## Task list
1. According to the Crawlers module page, what are the price feeds, token supply data, and other reference datasets used for?
2. Pick up the Crawlers module page after its last line and keep writing it in the same style.

## Provided passage
■ ■ ■ ■ ■ ■ ■

Skip to content

Crawlers Module

The Crawlers module contains approximately 9 models that aggregate and enrich external reference data from third-party sources. Its primary dataset is the Dune Analytics label directory with over 5.3 million address labels, supplemented by price feeds, token supply data, and other reference datasets used to enrich on-chain analytics across the platform.

Data Sources

All data is sourced from the crawlers_data ClickHouse database, which is populated by scheduled crawlers that fetch and sync external datasets:

Dataset Records Description
dune_labels ~5.3M Address labels from Dune Analytics mapping addresses to human-readable names and categories
dune_prices Millions Historical token price data from Dune
gno_supply Daily GNO token supply tracking (circulating, staked, locked)
gpay_wallets ~Thousands Gnosis Pay card wallet addresses
bridge_flows Daily Raw bridge deposit/withdrawal records from external bridge monitoring

Model Categories

Country

Model Layer Description
stg_crawlers_data__country_codes Staging The stg_crawlers_data__country_codes model consolidates standardized country identifiers and regional classifications...

■ ■ ■ ■ ■ ■ ■

[Entries from a pointing dataset]
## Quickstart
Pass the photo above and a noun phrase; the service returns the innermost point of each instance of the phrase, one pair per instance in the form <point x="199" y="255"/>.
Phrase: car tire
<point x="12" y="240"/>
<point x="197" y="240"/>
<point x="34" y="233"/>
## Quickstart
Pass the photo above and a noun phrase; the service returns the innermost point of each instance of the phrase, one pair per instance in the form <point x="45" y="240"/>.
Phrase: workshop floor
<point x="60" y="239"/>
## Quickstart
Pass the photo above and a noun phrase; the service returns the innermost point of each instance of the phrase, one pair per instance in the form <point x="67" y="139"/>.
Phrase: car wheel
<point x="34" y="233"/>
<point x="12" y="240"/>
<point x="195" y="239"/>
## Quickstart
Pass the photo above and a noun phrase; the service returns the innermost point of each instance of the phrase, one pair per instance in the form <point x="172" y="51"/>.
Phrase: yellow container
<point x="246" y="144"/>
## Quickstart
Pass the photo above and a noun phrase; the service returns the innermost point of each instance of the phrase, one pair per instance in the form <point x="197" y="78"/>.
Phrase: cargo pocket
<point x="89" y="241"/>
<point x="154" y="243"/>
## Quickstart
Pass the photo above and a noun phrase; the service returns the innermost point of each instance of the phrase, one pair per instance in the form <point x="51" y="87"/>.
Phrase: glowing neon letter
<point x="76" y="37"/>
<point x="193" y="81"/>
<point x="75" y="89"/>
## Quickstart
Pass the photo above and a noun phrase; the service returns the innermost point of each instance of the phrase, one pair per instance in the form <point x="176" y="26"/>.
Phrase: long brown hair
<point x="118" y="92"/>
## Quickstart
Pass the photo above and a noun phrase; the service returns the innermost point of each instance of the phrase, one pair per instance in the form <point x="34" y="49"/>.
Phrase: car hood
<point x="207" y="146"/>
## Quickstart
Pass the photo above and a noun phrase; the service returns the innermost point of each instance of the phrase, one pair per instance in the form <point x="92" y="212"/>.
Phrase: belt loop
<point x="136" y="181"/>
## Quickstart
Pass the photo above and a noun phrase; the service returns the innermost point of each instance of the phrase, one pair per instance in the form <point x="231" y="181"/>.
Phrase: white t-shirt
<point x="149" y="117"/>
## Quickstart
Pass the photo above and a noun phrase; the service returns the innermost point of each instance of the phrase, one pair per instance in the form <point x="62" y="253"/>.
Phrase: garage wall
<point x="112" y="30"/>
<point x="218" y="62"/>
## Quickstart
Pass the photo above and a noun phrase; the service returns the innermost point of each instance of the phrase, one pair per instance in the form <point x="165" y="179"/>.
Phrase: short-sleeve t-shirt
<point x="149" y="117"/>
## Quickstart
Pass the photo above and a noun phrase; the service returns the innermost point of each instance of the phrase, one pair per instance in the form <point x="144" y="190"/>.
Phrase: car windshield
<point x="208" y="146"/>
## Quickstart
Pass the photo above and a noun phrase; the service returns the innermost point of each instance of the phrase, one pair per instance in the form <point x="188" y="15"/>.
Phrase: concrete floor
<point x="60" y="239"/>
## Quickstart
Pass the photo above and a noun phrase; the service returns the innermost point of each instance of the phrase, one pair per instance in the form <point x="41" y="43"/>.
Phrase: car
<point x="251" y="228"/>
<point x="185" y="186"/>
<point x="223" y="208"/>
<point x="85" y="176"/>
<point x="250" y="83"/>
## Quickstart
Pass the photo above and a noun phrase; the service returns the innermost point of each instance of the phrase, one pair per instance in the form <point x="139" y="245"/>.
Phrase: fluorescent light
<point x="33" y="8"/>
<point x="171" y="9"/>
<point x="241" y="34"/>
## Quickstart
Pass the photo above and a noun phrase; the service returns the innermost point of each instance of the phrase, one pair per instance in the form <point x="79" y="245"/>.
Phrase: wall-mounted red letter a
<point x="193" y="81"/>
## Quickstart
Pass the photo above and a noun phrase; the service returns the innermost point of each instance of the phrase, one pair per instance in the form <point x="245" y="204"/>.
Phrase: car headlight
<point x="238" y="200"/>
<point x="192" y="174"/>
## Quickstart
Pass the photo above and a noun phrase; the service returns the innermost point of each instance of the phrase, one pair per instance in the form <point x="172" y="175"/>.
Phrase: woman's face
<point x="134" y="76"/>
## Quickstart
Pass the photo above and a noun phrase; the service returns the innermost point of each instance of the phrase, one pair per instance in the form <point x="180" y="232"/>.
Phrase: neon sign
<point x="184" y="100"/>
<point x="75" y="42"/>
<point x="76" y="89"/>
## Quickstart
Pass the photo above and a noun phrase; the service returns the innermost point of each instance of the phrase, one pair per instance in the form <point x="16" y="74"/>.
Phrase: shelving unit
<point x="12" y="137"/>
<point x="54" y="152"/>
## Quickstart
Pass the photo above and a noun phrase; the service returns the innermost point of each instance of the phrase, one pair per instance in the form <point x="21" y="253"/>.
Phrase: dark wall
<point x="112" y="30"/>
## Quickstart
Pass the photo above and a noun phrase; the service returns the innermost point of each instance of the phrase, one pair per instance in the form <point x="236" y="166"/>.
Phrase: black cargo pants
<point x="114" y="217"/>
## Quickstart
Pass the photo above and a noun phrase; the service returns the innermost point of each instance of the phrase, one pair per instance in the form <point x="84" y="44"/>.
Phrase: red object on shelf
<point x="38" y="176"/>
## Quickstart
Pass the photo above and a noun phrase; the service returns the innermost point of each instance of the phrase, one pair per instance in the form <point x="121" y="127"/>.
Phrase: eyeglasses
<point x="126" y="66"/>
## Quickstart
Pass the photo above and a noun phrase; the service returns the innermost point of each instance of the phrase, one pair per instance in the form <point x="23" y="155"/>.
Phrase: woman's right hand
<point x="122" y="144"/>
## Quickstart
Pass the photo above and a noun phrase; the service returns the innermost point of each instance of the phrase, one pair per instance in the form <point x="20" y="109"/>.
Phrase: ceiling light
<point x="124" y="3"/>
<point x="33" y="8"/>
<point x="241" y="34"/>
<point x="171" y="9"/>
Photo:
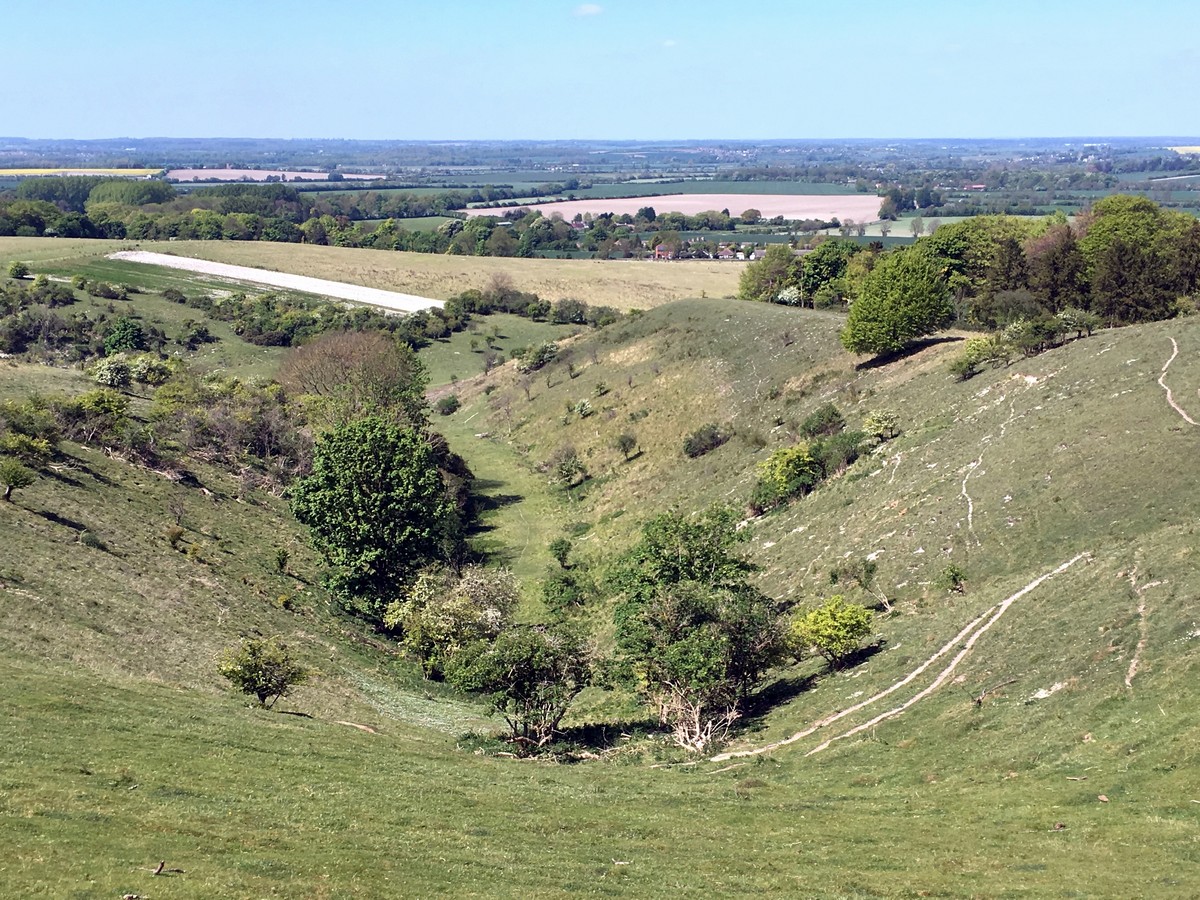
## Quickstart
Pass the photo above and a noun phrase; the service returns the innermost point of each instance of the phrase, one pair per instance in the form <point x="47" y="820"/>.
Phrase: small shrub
<point x="825" y="421"/>
<point x="535" y="358"/>
<point x="952" y="579"/>
<point x="148" y="369"/>
<point x="567" y="467"/>
<point x="112" y="372"/>
<point x="13" y="477"/>
<point x="834" y="630"/>
<point x="882" y="425"/>
<point x="561" y="549"/>
<point x="705" y="439"/>
<point x="790" y="297"/>
<point x="264" y="669"/>
<point x="790" y="472"/>
<point x="837" y="453"/>
<point x="90" y="539"/>
<point x="563" y="592"/>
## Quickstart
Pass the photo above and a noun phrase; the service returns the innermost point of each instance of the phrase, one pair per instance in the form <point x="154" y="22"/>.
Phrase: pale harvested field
<point x="624" y="285"/>
<point x="255" y="175"/>
<point x="126" y="173"/>
<point x="857" y="207"/>
<point x="323" y="287"/>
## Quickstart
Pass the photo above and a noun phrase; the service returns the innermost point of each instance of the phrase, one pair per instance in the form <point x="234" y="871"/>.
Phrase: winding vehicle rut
<point x="1162" y="383"/>
<point x="970" y="635"/>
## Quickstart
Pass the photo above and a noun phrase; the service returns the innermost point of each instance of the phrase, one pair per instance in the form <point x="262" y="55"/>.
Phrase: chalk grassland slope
<point x="1008" y="477"/>
<point x="322" y="287"/>
<point x="624" y="285"/>
<point x="123" y="748"/>
<point x="123" y="601"/>
<point x="859" y="208"/>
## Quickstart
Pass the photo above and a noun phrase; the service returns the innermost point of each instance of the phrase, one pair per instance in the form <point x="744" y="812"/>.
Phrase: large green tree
<point x="765" y="279"/>
<point x="378" y="510"/>
<point x="531" y="675"/>
<point x="693" y="635"/>
<point x="905" y="297"/>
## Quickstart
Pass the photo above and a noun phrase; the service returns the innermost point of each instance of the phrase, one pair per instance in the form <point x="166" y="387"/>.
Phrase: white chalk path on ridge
<point x="336" y="289"/>
<point x="1170" y="399"/>
<point x="971" y="634"/>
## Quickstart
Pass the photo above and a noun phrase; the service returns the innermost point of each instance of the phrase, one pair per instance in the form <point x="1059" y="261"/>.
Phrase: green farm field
<point x="1051" y="754"/>
<point x="624" y="285"/>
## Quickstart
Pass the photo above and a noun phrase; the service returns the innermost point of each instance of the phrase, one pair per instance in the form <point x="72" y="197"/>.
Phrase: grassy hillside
<point x="624" y="285"/>
<point x="1042" y="738"/>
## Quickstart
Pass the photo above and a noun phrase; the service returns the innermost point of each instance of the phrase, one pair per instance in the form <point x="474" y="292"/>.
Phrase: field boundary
<point x="972" y="633"/>
<point x="337" y="289"/>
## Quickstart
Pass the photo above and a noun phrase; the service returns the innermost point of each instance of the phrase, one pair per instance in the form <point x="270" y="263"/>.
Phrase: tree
<point x="693" y="635"/>
<point x="763" y="279"/>
<point x="903" y="298"/>
<point x="1056" y="268"/>
<point x="13" y="477"/>
<point x="112" y="372"/>
<point x="834" y="629"/>
<point x="347" y="375"/>
<point x="627" y="443"/>
<point x="561" y="549"/>
<point x="881" y="424"/>
<point x="789" y="472"/>
<point x="126" y="334"/>
<point x="378" y="511"/>
<point x="444" y="612"/>
<point x="529" y="675"/>
<point x="825" y="420"/>
<point x="264" y="667"/>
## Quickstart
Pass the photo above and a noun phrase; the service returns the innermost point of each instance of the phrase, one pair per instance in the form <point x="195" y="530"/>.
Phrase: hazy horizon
<point x="550" y="70"/>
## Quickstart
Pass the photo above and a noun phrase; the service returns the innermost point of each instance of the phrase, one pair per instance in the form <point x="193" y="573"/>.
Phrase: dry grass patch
<point x="624" y="285"/>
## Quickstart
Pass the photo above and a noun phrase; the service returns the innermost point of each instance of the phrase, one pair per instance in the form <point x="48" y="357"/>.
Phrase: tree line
<point x="1123" y="261"/>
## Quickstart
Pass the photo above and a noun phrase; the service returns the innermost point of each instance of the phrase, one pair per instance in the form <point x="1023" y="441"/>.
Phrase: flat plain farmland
<point x="857" y="207"/>
<point x="258" y="175"/>
<point x="624" y="285"/>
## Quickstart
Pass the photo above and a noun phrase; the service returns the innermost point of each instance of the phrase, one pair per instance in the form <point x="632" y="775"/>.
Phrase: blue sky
<point x="613" y="69"/>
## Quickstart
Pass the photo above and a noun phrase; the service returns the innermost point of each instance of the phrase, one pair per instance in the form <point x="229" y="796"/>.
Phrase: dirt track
<point x="337" y="289"/>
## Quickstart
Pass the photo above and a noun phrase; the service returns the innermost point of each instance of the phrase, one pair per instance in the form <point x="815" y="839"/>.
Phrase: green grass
<point x="454" y="358"/>
<point x="414" y="223"/>
<point x="123" y="748"/>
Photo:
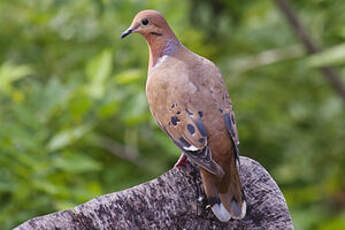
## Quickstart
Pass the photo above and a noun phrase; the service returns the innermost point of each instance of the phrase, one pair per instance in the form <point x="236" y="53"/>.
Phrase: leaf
<point x="10" y="72"/>
<point x="98" y="70"/>
<point x="331" y="56"/>
<point x="66" y="137"/>
<point x="128" y="77"/>
<point x="77" y="163"/>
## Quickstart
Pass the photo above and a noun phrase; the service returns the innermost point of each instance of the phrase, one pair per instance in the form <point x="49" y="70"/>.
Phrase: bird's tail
<point x="225" y="196"/>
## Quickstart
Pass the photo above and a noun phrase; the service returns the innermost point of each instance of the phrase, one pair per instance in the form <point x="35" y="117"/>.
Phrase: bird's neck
<point x="160" y="46"/>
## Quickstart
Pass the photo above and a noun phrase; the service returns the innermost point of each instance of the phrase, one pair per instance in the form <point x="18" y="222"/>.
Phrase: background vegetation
<point x="74" y="122"/>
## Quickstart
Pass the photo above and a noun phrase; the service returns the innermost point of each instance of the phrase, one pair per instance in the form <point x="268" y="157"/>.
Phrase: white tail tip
<point x="220" y="212"/>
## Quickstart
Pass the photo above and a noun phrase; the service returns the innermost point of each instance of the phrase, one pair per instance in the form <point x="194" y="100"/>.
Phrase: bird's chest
<point x="164" y="88"/>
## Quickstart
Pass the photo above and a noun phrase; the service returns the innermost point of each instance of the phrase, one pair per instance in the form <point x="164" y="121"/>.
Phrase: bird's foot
<point x="182" y="161"/>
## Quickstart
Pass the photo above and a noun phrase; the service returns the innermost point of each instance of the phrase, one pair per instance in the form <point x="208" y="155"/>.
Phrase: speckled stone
<point x="172" y="201"/>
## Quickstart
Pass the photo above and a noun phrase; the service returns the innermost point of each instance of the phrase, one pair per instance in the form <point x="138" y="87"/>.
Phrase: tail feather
<point x="228" y="199"/>
<point x="231" y="193"/>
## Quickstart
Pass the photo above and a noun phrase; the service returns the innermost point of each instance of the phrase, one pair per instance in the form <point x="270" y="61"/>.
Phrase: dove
<point x="188" y="99"/>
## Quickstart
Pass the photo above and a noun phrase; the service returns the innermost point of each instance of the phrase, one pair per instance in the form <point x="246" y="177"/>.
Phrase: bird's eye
<point x="145" y="21"/>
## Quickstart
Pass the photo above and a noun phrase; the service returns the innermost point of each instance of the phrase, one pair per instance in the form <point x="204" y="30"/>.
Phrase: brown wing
<point x="188" y="132"/>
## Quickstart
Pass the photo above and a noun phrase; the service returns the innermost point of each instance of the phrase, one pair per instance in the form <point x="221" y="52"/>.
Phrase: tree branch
<point x="330" y="75"/>
<point x="172" y="201"/>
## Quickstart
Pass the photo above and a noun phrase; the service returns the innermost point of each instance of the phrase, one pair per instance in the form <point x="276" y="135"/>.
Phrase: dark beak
<point x="127" y="32"/>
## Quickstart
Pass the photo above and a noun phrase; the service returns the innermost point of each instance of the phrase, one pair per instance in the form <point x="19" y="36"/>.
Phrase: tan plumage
<point x="189" y="100"/>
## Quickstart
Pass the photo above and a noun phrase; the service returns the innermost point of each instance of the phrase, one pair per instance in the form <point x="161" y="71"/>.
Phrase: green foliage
<point x="74" y="121"/>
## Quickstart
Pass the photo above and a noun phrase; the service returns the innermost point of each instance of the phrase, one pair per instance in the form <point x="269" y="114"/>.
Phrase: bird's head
<point x="151" y="24"/>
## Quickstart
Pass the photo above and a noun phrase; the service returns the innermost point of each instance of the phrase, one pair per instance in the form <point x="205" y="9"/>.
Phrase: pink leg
<point x="182" y="161"/>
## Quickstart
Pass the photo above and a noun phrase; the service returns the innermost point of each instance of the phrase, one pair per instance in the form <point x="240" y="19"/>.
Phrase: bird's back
<point x="188" y="83"/>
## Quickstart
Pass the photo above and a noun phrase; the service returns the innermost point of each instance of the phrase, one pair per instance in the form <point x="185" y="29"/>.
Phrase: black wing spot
<point x="233" y="119"/>
<point x="184" y="142"/>
<point x="228" y="124"/>
<point x="191" y="129"/>
<point x="189" y="112"/>
<point x="174" y="120"/>
<point x="201" y="127"/>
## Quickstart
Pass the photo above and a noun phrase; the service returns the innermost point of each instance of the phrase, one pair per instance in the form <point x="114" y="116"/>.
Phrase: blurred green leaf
<point x="328" y="57"/>
<point x="67" y="137"/>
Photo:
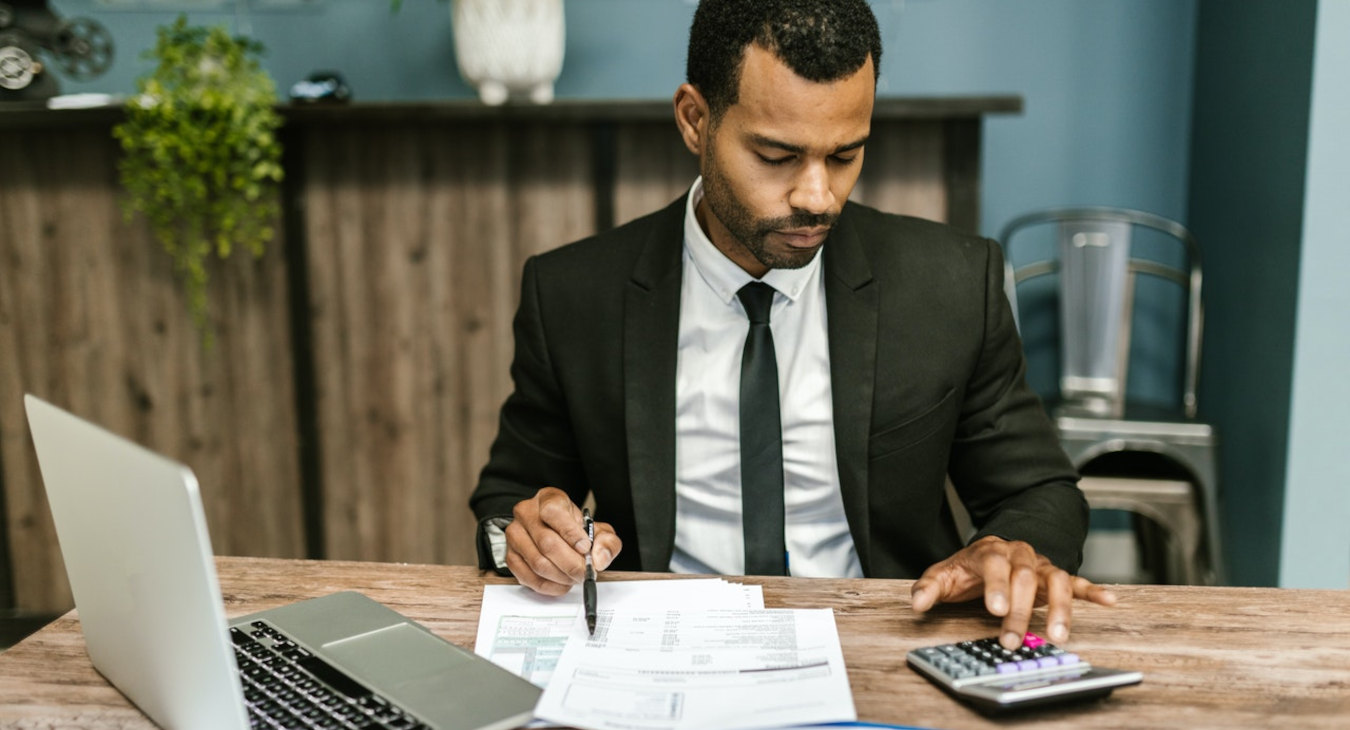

■ ■ ■ ■ ■ ■ ■

## Final results
1. They supplement the main dataset, the Dune Analytics label directory with over 5.3 million address labels. Together they are used to enrich on-chain analytics across the platform.

2.
Cow

Model Layer Description
stg_crawlers_data__cow_api_trade_fees Staging Staging view over crawlers_data.cow_api_trade_fees (ingested by click-runner from the CoW Protocol API). Exposes prot...

Data

Model Layer Description
int_crawlers_data_labels Intermediate The int_crawlers_data_labels model consolidates and categorizes crawler data labels for various blockchain projects, ...
int_crawlers_data_labels_dex Intermediate DEX-only slice of int_crawlers_data_labels — address to project mapping restricted to sector = 'DEX'. Used by live-tr...
api_crawlers_data_gno_supply_daily API The api_crawlers_data_gno_supply_daily model aggregates daily GNO supply data from crawler sources to support trend a...

Dune

Model Layer Description
stg_crawlers_data__dune_bridge_flows Staging This view aggregates and standardizes data on cross-chain bridge flows from Dune, enabling analysis of token movement...
stg_crawlers_data__dune_gno_supply Staging This model aggregates supply data from the Dune GNO crawler, providing a staging view for analysis of supply metrics ...
stg_crawlers_data__dune_labels Staging This staging model processes and standardizes crawler-derived labels from Dune, facilitating consistent categorizatio...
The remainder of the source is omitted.